## What you should do
Format the stretch of rows from the line containing "the dark background" through the line containing "[[257, 95], [180, 83]]", both included, as a JSON list of strings with one string per line and no blank lines. Leave out every other line.

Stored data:
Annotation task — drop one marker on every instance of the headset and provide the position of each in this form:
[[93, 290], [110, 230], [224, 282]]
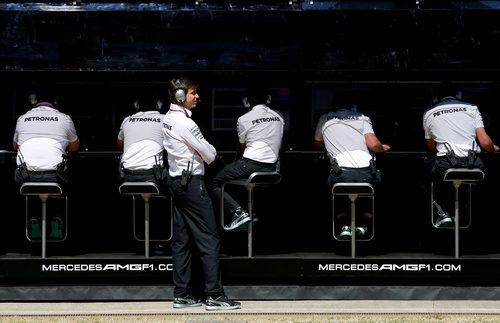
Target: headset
[[246, 102], [179, 91], [158, 105]]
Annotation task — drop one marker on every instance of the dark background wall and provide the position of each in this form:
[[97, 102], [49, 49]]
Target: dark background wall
[[391, 56]]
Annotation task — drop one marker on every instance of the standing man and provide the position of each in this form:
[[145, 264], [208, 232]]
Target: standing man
[[194, 219], [451, 130], [141, 138], [42, 137], [348, 137], [260, 132]]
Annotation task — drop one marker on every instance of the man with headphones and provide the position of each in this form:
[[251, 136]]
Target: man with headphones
[[348, 137], [260, 133], [42, 137], [194, 220], [452, 130], [141, 138]]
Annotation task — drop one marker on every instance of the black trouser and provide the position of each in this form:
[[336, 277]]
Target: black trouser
[[194, 224], [436, 167], [47, 176], [353, 175], [146, 175], [241, 168]]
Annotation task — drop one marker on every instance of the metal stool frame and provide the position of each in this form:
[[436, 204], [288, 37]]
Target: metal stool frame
[[44, 190], [149, 190], [353, 191], [255, 179], [459, 176]]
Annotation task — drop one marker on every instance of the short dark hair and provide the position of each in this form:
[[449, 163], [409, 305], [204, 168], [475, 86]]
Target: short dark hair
[[257, 95], [180, 83]]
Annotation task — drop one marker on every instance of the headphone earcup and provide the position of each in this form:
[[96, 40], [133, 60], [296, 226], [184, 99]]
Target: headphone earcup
[[180, 95], [245, 102]]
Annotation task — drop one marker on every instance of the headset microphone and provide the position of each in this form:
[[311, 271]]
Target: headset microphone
[[245, 102], [179, 91]]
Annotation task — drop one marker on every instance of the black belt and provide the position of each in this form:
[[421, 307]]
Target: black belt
[[138, 172], [259, 163], [44, 172], [179, 177], [354, 168]]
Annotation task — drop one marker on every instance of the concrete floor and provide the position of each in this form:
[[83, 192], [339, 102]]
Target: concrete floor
[[254, 307]]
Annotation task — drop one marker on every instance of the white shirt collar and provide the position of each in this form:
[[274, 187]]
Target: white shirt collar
[[176, 107]]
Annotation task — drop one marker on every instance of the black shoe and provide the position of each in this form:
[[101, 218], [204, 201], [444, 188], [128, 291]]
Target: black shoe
[[361, 231], [221, 303], [345, 233], [187, 301], [240, 218], [244, 227], [160, 249], [444, 221]]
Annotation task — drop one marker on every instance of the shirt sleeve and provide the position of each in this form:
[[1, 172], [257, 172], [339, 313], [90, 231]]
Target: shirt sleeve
[[318, 135], [71, 131], [242, 132], [367, 125], [121, 136], [427, 128], [16, 132], [478, 119], [193, 137]]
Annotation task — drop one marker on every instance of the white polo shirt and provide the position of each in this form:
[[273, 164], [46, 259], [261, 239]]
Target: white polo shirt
[[343, 133], [453, 122], [185, 143], [261, 129], [43, 134], [142, 135]]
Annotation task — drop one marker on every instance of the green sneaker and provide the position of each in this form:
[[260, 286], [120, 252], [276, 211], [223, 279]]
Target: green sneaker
[[34, 230], [56, 228], [445, 221]]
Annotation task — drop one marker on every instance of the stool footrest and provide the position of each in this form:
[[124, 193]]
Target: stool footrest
[[138, 188], [464, 174], [352, 188], [41, 188], [258, 178]]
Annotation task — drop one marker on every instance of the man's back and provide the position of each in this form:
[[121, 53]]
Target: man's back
[[261, 130], [455, 123], [42, 135], [343, 133], [143, 140]]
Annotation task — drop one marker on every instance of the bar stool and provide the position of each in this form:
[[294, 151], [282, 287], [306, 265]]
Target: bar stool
[[459, 176], [44, 191], [255, 179], [146, 190], [353, 191]]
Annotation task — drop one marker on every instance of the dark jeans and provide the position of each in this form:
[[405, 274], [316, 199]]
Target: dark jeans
[[146, 176], [436, 167], [194, 226], [241, 168], [36, 177], [343, 204]]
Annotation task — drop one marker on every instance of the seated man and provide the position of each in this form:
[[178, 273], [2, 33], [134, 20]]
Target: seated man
[[42, 137], [348, 136], [141, 138], [260, 132], [451, 130]]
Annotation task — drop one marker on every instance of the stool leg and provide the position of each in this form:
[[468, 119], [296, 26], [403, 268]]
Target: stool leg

## Final answer
[
  "Annotation task — drop one marker on every instance of the dark background wall and provide the position of each in this form:",
  "[[97, 102], [49, 49]]",
  "Target: dark background wall",
  "[[391, 56]]",
  "Annotation task — drop one marker on every instance of the standing man and provide the position of each in this form:",
  "[[145, 264], [208, 232]]",
  "Target: standing man",
  "[[194, 219], [451, 130], [141, 138], [42, 137], [348, 137], [260, 132]]",
  "Annotation task — drop one marker on every instance of the man with headphones and provide the position of each in this form:",
  "[[251, 136]]",
  "Target: man with headphones",
  "[[348, 137], [260, 133], [42, 137], [194, 220], [452, 130], [141, 138]]",
  "Annotation task — drop one marker on every instance of the black trouser and provide the position of each in this form:",
  "[[336, 277]]",
  "Target: black trouser",
  "[[194, 224], [436, 167], [47, 176], [353, 175], [146, 175], [241, 168]]",
  "Annotation task — drop one marker on every instance of the metal stool frame and provide the position of each in this form:",
  "[[436, 204], [288, 37]]",
  "Target: metal stool frame",
  "[[44, 190], [149, 190], [353, 191], [255, 179], [459, 176]]",
  "Annotation task — drop one marker on every instance of the short dark hair and provide the position of each in this form:",
  "[[449, 163], [409, 305], [204, 168], [475, 86]]",
  "Target: short dark hair",
  "[[257, 95], [180, 83]]"
]